------ Data for this task

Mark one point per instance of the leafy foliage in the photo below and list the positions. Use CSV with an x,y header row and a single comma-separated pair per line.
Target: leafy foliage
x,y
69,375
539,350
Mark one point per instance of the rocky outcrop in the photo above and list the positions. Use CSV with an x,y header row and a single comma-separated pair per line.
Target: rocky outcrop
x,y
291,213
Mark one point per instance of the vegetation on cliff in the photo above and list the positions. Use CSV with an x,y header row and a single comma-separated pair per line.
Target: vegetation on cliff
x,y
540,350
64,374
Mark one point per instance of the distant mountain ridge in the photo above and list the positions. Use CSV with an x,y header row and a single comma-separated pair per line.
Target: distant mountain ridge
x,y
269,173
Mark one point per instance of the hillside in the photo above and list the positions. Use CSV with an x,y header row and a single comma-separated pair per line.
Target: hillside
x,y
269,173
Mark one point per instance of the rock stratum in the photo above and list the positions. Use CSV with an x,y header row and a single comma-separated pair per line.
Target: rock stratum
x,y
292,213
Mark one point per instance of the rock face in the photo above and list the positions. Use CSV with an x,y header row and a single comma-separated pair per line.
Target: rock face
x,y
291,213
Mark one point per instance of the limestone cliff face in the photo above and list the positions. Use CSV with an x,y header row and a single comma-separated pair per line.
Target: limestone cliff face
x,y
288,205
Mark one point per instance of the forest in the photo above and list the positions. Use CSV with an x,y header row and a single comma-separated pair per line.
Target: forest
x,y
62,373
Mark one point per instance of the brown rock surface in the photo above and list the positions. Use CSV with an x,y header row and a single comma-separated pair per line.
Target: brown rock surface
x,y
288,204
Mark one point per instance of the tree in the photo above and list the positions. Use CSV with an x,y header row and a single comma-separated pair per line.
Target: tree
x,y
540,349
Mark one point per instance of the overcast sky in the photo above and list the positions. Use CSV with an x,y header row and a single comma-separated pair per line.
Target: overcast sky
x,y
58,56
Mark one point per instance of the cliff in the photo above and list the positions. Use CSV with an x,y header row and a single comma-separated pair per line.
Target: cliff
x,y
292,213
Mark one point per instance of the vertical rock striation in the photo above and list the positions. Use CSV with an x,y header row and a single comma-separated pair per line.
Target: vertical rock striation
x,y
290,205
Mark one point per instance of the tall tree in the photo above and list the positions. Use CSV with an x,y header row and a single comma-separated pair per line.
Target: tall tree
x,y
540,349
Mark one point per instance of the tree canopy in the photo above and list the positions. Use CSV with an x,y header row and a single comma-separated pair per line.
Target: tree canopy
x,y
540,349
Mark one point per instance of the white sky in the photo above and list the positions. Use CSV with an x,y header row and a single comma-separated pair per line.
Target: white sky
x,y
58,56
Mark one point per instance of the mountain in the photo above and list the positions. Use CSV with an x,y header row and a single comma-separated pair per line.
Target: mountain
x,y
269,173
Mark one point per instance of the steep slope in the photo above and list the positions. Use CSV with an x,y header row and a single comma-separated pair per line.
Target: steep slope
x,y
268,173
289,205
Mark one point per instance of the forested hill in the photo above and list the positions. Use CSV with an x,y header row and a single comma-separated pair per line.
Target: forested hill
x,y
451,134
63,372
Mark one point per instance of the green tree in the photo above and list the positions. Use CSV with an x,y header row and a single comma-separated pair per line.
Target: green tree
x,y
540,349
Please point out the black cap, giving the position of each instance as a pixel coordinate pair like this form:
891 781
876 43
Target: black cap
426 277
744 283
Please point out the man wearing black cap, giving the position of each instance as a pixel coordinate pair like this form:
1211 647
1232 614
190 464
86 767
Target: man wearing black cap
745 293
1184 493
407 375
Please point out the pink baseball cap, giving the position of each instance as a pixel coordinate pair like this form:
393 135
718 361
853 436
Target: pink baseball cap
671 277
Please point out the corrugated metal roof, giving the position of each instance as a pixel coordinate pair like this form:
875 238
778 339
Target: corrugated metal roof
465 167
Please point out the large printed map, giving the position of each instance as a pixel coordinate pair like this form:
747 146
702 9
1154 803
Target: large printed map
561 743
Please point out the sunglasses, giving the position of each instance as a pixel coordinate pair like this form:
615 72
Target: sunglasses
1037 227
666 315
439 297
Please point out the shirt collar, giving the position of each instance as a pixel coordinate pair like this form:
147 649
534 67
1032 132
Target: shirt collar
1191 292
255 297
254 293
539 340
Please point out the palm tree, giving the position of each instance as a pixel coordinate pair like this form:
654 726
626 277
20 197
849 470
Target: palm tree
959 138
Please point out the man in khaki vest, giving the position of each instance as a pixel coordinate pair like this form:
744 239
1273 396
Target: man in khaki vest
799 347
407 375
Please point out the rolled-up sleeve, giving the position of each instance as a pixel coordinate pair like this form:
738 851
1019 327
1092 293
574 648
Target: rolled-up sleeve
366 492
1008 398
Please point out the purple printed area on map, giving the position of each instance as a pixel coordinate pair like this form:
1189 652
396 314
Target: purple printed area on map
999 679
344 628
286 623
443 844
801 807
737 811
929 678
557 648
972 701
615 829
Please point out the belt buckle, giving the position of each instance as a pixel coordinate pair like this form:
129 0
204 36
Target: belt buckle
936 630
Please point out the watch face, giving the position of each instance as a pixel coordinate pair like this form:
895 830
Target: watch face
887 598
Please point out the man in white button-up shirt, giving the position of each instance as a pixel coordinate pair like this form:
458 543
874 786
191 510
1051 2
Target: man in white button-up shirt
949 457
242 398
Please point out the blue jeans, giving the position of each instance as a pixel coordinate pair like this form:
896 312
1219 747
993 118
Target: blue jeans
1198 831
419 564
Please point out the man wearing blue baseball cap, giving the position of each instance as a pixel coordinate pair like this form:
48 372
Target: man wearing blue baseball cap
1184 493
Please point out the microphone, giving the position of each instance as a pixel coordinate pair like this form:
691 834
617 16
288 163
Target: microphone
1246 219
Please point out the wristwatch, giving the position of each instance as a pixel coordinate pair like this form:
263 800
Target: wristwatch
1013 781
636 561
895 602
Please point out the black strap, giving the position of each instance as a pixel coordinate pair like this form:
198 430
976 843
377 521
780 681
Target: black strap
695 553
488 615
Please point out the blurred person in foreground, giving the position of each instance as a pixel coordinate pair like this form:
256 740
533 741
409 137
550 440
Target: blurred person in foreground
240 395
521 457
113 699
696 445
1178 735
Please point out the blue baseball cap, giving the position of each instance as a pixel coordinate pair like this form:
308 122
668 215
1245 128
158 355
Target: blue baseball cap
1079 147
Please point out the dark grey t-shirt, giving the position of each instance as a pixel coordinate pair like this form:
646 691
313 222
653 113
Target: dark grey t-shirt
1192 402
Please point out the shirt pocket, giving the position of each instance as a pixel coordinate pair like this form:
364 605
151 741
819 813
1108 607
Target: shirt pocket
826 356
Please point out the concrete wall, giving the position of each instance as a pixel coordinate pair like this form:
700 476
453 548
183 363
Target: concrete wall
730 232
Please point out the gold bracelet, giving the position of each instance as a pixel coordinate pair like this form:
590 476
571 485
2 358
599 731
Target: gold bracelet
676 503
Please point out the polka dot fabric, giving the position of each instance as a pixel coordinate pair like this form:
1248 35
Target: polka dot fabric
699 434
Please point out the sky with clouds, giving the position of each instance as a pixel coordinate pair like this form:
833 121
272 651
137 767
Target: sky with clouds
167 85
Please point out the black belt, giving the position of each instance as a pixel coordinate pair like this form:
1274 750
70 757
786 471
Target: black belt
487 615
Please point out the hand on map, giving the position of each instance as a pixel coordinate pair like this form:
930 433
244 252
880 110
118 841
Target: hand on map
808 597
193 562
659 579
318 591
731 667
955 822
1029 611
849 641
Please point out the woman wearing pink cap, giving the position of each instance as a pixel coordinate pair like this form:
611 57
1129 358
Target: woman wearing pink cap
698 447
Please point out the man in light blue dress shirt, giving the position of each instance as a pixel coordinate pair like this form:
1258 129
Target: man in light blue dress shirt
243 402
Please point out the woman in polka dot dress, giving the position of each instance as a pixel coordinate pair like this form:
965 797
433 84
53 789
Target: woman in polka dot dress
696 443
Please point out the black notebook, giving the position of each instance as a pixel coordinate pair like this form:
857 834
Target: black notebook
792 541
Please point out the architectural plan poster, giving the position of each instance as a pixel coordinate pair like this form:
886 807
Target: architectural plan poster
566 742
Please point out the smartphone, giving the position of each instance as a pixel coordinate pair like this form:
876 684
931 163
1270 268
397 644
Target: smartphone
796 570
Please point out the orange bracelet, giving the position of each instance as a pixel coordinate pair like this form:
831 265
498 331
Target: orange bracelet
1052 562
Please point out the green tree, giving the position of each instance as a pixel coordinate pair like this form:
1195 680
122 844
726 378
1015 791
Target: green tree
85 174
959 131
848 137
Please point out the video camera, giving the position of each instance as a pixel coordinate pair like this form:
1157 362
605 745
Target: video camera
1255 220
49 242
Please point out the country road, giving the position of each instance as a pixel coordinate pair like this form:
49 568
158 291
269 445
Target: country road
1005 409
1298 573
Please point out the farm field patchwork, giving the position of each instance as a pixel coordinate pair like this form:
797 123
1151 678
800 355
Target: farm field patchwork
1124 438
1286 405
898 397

------------

■ Exercise brief ■
Exact copies of the lines from the one containing "Target: black belt" through the final line of the records are all the answer should hold.

■ Exercise result ■
Target: black belt
487 615
Please point out the hand on map, giving the position of each instance as a pixel coordinate pair like this form:
930 433
244 252
880 110
118 841
Target: hand on map
808 597
193 562
659 579
318 591
731 667
955 822
1029 611
849 641
Please point out the woman wearing pink cap, giving the position of each instance as a pixel coordinate pair like this form:
611 57
1129 358
Target: woman wearing pink cap
698 447
Please point out the man in light blue dress shirt, giving the position of each instance as a pixel coordinate pair like this form:
1258 129
Target: man in light blue dress shirt
243 402
Please point out the woman in polka dot dress, giving the position of each instance as a pixel coordinate pair like this form:
965 797
433 84
53 789
Target: woman in polka dot dress
696 443
Please point out the black notebook, giving the position of each instance as a pixel coordinate pair like this form:
857 834
Target: black notebook
792 541
Please point out the architectural plan poster, giving the position of each instance as a pixel coordinate pair like this form:
886 807
Target: architectural plan poster
566 742
Please point out the smartphone, giving the position of each instance as a pixel coordinate pair like this form:
876 684
931 163
1270 268
397 644
Target: smartphone
796 570
Please point out the orange bracelet, giving the position of each instance as a pixel coordinate pair like this form:
831 265
498 331
Target: orange bracelet
1052 562
Please point out the green tree, giving the position of each instance as a pixel coordinate pair like this form:
1195 680
122 844
726 378
1015 791
Target: green tree
85 174
959 131
848 137
Please point out the video camera, giving the position of each instance as a pixel coordinate pair like this form:
1157 362
605 745
Target: video camera
1255 220
49 242
Please point out the country road, giving the position of each instance as a pixel coordinate pair like this form:
49 568
158 291
269 445
Target: country road
1005 409
1298 573
Please point out the farm field patchwork, giving the position of each instance as a pixel coordinate pair like this form:
797 123
1151 678
800 355
Target: farm field patchwork
1124 438
1286 405
898 397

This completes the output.